[Assignment] Among the lines below, a stretch begins at the one with "box: [696, 20, 739, 40]" and ends at the one with "rough mask: <svg". Repeat that stretch exactly, ends included.

== Segment start ==

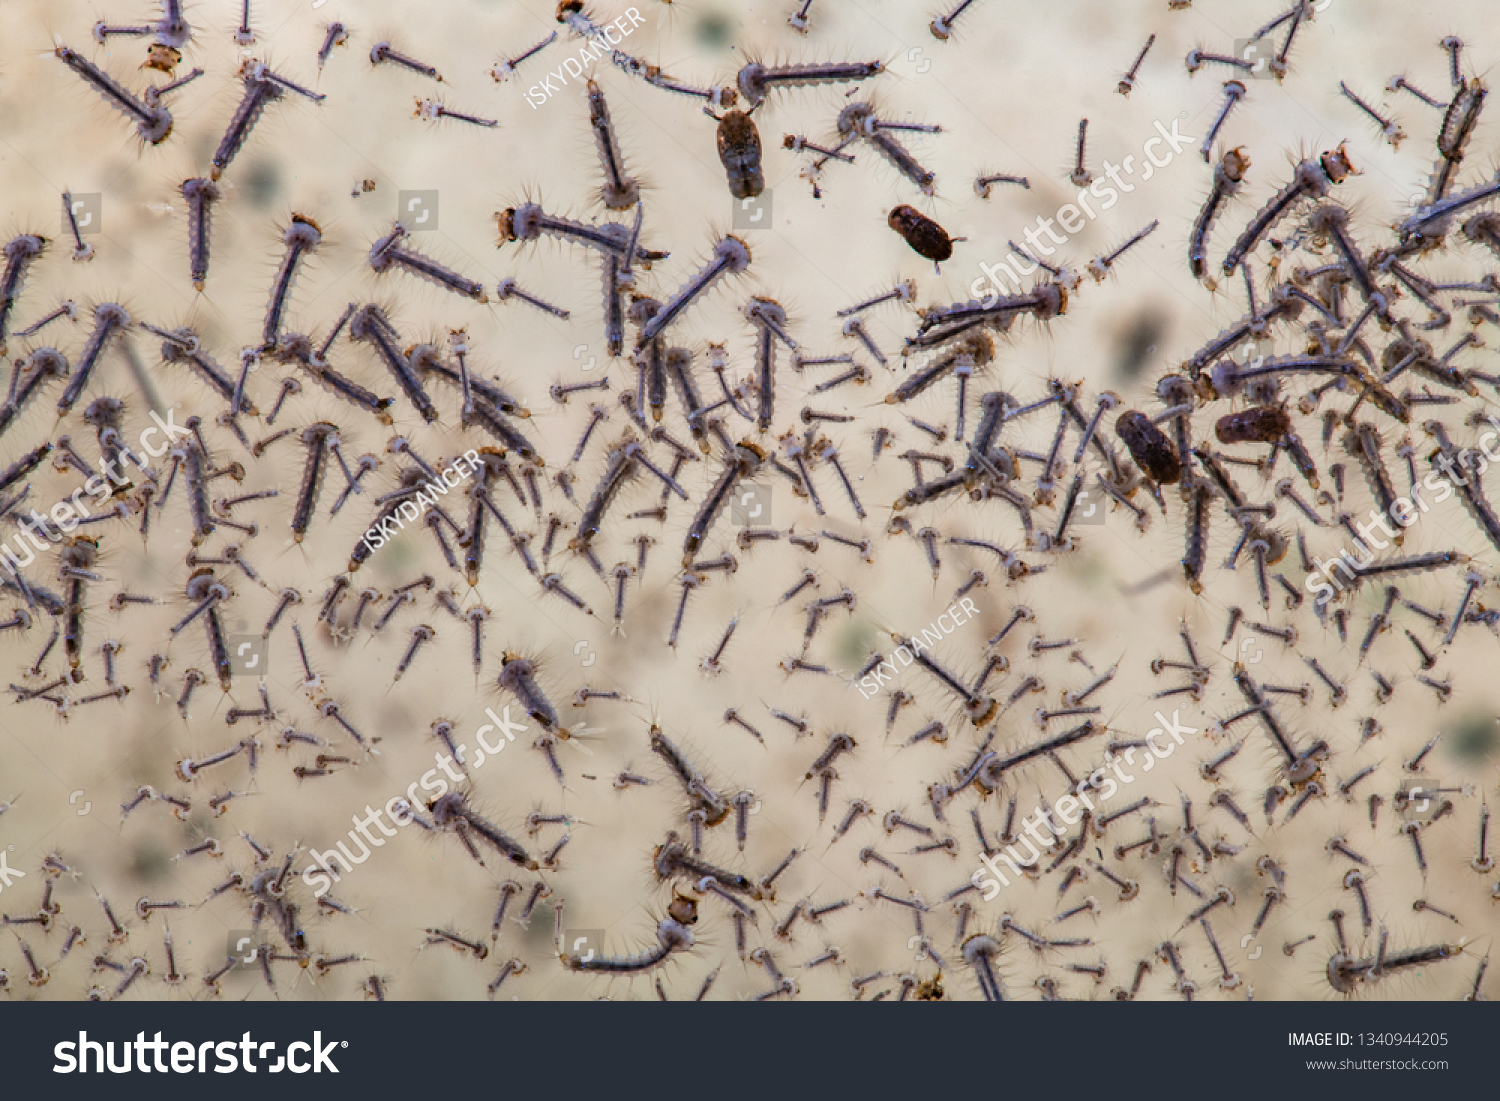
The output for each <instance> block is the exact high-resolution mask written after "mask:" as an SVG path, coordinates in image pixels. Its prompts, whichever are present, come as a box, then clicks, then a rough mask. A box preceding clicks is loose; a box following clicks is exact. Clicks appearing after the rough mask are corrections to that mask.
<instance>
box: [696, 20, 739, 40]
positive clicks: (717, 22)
mask: <svg viewBox="0 0 1500 1101" xmlns="http://www.w3.org/2000/svg"><path fill="white" fill-rule="evenodd" d="M733 37H735V21H733V20H732V18H730V17H727V15H724V13H721V12H705V13H703V15H700V17H697V42H699V45H702V46H706V48H709V49H727V48H729V45H730V43H732V42H733Z"/></svg>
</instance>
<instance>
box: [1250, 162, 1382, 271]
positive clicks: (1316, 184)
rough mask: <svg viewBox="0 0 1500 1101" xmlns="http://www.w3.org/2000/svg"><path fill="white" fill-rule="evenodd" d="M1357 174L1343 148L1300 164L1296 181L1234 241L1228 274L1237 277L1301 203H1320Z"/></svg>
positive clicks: (1270, 201)
mask: <svg viewBox="0 0 1500 1101" xmlns="http://www.w3.org/2000/svg"><path fill="white" fill-rule="evenodd" d="M1353 172H1355V166H1353V163H1352V162H1350V159H1349V154H1347V153H1346V151H1344V147H1343V145H1340V147H1338V148H1335V150H1332V151H1329V153H1325V154H1323V156H1320V157H1319V159H1317V160H1304V162H1302V163H1299V165H1298V169H1296V172H1295V174H1293V177H1292V181H1290V183H1289V184H1286V186H1284V187H1283V189H1281V190H1280V192H1277V195H1275V196H1274V198H1272V199H1271V201H1269V202H1268V204H1266V205H1265V207H1262V208H1260V211H1259V213H1257V214H1256V216H1254V217H1253V219H1251V220H1250V225H1247V226H1245V231H1244V233H1242V234H1241V236H1239V240H1238V242H1235V246H1233V248H1232V249H1230V251H1229V255H1227V257H1224V275H1233V272H1235V269H1236V267H1239V263H1241V261H1242V260H1244V258H1245V257H1247V255H1250V252H1251V251H1253V249H1254V248H1256V246H1257V245H1259V243H1260V242H1262V240H1263V239H1265V237H1266V234H1269V233H1271V231H1272V229H1274V228H1275V226H1277V223H1278V222H1280V220H1281V219H1283V217H1286V216H1287V213H1290V210H1292V207H1293V205H1295V204H1296V202H1298V201H1299V199H1305V198H1308V199H1320V198H1323V196H1325V195H1328V192H1329V187H1332V186H1334V184H1337V183H1343V181H1344V180H1346V178H1347V177H1349V175H1352V174H1353Z"/></svg>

== Segment end ==

[Exercise output]
box: [696, 20, 739, 40]
positive clicks: (717, 22)
mask: <svg viewBox="0 0 1500 1101" xmlns="http://www.w3.org/2000/svg"><path fill="white" fill-rule="evenodd" d="M733 37H735V21H733V20H732V18H730V17H727V15H724V13H721V12H705V13H703V15H700V17H697V42H699V45H702V46H706V48H709V49H727V48H729V45H730V43H732V42H733Z"/></svg>
</instance>
<instance>
box: [1250, 162, 1382, 271]
positive clicks: (1316, 184)
rough mask: <svg viewBox="0 0 1500 1101" xmlns="http://www.w3.org/2000/svg"><path fill="white" fill-rule="evenodd" d="M1357 174L1343 148L1300 164L1296 181L1234 241L1228 274L1237 277L1301 203H1320Z"/></svg>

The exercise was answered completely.